EXERCISE: Rewrite the part of the records that opens with the line containing "For the trial run, indicate each instance of the dirt" and closes with the line containing "x=270 y=267", putting "hog" wherever "boar" appears and leaving everything else unchanged.

--- start RECORDED DATA ---

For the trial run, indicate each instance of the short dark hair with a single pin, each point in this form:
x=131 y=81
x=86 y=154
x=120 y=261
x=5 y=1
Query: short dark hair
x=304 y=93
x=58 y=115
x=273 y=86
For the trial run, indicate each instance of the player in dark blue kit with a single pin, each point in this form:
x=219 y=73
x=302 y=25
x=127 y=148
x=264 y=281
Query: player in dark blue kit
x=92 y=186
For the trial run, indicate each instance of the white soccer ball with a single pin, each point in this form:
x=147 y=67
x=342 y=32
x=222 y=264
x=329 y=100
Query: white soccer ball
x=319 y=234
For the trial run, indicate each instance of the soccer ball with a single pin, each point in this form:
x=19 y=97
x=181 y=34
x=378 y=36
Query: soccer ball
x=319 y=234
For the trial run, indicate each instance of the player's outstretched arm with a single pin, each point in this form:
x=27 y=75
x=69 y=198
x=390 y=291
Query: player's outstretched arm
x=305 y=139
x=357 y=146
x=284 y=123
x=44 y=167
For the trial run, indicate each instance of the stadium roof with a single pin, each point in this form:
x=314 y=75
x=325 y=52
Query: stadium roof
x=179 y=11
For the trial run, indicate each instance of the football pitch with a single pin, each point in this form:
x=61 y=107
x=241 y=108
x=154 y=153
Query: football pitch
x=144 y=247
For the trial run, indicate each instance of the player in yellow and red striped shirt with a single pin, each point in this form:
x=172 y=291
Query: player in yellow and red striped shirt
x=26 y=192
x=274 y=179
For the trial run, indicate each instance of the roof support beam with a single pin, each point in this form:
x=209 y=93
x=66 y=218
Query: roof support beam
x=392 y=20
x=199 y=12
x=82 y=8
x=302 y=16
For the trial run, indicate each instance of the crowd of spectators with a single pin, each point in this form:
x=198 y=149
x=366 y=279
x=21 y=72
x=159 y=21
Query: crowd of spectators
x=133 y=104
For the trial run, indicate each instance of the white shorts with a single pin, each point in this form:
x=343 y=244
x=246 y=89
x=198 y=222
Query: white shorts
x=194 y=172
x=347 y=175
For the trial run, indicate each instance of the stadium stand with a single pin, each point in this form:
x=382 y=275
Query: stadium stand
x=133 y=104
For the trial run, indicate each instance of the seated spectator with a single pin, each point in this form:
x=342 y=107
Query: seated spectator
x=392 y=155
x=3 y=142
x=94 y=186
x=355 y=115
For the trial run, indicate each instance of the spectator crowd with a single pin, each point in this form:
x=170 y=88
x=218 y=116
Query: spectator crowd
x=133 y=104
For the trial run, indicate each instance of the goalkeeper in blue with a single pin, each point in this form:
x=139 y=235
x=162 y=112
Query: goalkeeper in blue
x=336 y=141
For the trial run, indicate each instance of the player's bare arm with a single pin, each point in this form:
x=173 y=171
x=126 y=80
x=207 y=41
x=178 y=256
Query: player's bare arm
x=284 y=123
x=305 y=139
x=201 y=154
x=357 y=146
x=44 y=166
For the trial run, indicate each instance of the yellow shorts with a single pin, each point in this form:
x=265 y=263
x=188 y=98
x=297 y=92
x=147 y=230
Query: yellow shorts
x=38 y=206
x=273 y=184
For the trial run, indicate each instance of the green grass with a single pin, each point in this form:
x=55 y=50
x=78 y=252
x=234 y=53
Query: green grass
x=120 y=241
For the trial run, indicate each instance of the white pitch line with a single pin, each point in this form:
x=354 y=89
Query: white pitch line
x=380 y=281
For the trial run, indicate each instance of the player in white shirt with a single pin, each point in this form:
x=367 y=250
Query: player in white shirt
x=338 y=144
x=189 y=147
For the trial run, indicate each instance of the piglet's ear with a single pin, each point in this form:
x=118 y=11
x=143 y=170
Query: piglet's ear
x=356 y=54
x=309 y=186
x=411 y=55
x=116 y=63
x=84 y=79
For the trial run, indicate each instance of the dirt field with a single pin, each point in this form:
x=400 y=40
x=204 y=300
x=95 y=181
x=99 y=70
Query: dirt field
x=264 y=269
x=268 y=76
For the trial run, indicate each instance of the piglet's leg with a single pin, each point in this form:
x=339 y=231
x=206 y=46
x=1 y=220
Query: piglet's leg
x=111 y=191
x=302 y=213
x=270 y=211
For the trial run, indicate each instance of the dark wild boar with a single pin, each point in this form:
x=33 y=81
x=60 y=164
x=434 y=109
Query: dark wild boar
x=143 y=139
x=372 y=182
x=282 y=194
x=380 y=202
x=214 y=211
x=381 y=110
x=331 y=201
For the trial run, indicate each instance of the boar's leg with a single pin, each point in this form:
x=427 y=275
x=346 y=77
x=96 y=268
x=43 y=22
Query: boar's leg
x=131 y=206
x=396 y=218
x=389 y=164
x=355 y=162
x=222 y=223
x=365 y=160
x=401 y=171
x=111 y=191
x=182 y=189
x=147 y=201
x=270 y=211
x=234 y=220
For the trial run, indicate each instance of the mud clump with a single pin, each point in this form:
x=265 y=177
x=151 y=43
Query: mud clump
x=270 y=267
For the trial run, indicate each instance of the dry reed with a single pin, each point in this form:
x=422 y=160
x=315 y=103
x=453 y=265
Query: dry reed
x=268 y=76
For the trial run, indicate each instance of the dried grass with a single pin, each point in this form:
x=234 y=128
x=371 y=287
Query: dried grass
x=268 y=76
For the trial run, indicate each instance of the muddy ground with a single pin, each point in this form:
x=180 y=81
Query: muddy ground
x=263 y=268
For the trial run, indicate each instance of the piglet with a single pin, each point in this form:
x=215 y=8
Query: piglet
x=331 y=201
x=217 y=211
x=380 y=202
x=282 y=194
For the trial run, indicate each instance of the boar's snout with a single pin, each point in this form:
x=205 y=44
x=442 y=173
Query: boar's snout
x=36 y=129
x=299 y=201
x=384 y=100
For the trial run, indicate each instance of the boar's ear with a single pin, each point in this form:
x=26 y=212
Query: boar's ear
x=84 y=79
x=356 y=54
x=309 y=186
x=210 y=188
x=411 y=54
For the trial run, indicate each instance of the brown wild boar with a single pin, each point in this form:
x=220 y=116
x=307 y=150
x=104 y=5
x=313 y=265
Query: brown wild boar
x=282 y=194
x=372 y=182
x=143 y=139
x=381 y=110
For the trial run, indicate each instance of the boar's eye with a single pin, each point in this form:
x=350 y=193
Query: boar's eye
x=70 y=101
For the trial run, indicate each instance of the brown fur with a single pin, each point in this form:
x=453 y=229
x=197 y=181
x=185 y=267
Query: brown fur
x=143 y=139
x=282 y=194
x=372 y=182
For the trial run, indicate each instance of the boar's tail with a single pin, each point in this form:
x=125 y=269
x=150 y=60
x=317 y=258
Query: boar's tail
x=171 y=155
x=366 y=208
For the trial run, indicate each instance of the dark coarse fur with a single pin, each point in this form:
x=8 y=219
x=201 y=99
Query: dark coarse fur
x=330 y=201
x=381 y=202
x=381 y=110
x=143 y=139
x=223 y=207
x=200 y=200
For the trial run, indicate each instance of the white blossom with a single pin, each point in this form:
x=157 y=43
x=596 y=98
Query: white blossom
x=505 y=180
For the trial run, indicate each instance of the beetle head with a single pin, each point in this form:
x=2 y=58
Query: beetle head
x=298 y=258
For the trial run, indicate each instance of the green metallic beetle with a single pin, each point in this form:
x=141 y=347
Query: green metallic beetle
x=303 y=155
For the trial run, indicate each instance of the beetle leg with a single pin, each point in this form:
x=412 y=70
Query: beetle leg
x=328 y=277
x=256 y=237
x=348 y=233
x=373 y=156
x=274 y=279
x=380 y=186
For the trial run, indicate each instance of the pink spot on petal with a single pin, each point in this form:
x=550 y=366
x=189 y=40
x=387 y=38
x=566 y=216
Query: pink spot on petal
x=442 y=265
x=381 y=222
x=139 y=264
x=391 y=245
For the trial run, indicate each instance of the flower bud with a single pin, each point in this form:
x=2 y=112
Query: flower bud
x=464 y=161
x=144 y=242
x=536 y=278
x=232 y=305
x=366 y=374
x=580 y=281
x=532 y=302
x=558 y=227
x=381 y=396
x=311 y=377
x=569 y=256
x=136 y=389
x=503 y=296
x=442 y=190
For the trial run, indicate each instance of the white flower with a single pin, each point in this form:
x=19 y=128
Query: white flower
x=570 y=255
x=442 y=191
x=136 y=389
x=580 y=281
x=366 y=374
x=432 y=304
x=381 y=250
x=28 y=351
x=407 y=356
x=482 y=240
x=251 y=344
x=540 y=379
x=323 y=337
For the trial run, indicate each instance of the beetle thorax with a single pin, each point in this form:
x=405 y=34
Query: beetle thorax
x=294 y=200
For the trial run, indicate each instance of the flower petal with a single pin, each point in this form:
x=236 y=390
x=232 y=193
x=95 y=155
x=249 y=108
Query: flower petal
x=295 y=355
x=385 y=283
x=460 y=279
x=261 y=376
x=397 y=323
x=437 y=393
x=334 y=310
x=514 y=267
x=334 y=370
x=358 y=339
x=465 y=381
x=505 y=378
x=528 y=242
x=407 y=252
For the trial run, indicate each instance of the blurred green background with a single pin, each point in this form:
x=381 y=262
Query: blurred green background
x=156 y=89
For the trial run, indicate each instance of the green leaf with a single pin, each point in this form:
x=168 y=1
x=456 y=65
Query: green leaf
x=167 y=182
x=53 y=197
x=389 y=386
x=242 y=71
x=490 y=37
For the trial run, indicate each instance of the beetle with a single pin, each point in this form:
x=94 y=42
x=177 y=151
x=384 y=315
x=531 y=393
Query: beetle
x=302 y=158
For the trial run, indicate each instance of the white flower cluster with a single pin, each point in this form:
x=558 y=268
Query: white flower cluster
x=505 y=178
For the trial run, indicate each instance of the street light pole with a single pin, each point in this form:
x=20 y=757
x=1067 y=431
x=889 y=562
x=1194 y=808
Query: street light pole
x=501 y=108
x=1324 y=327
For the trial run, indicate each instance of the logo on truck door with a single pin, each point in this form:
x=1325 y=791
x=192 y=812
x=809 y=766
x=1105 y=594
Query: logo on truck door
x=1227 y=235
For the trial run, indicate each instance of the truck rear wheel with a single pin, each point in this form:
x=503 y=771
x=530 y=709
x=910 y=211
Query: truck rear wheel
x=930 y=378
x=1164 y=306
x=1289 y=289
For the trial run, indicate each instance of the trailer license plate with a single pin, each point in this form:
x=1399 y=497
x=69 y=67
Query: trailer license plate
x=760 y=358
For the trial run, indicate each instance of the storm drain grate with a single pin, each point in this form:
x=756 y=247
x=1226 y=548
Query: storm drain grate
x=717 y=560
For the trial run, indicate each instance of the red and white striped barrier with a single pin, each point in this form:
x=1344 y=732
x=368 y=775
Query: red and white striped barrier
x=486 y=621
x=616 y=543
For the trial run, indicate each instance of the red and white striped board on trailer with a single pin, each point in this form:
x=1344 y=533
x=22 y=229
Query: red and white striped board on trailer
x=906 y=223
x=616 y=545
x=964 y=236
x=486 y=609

--- end RECORDED DATA ---

SOLVED EXERCISE:
For the trial run, indicate each instance of the dirt field with a single pin, each point in this form:
x=400 y=40
x=204 y=300
x=95 y=181
x=99 y=70
Query: dirt field
x=264 y=269
x=268 y=76
For the trial run, indicate each instance of the piglet's leg with a single pin, each point in this form:
x=339 y=231
x=206 y=46
x=1 y=220
Query: piglet's leg
x=111 y=191
x=302 y=213
x=270 y=211
For the trial run, indicate each instance of the dark wild hog with a single pin, each point in this form:
x=33 y=81
x=60 y=164
x=434 y=109
Query: dark wild hog
x=143 y=139
x=372 y=182
x=282 y=194
x=380 y=202
x=214 y=211
x=381 y=110
x=331 y=201
For the trial run, indicate each instance of the hog's leg with a single pin, each point in this form:
x=427 y=275
x=346 y=77
x=96 y=268
x=43 y=22
Query: hog's leg
x=131 y=206
x=396 y=218
x=389 y=164
x=355 y=162
x=222 y=223
x=365 y=160
x=401 y=171
x=111 y=191
x=182 y=189
x=147 y=201
x=270 y=211
x=234 y=220
For the trial run, indicate each instance of the mud clump with a single pin, each point in this form:
x=265 y=177
x=151 y=43
Query: mud clump
x=270 y=267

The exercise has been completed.